* GIVEN INSTRUCTION
Please count how many rows below contain the word "target", and give only that number.

* THE DATA
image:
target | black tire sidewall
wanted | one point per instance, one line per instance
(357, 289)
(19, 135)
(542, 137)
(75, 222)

---

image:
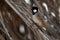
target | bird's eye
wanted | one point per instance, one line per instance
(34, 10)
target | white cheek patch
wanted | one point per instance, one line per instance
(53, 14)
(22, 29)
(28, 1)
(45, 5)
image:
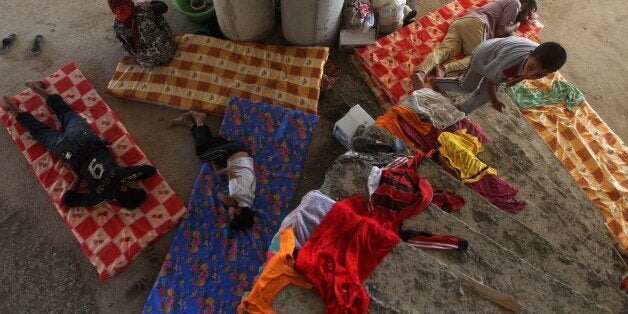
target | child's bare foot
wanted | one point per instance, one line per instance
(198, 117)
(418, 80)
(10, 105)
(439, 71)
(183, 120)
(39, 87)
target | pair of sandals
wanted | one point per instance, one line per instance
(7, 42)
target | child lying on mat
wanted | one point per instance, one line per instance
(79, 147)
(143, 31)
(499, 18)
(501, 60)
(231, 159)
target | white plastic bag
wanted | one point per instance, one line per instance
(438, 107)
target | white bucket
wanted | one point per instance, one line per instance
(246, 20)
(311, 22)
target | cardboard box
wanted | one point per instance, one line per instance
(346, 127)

* EXERCISE SOLUTION
9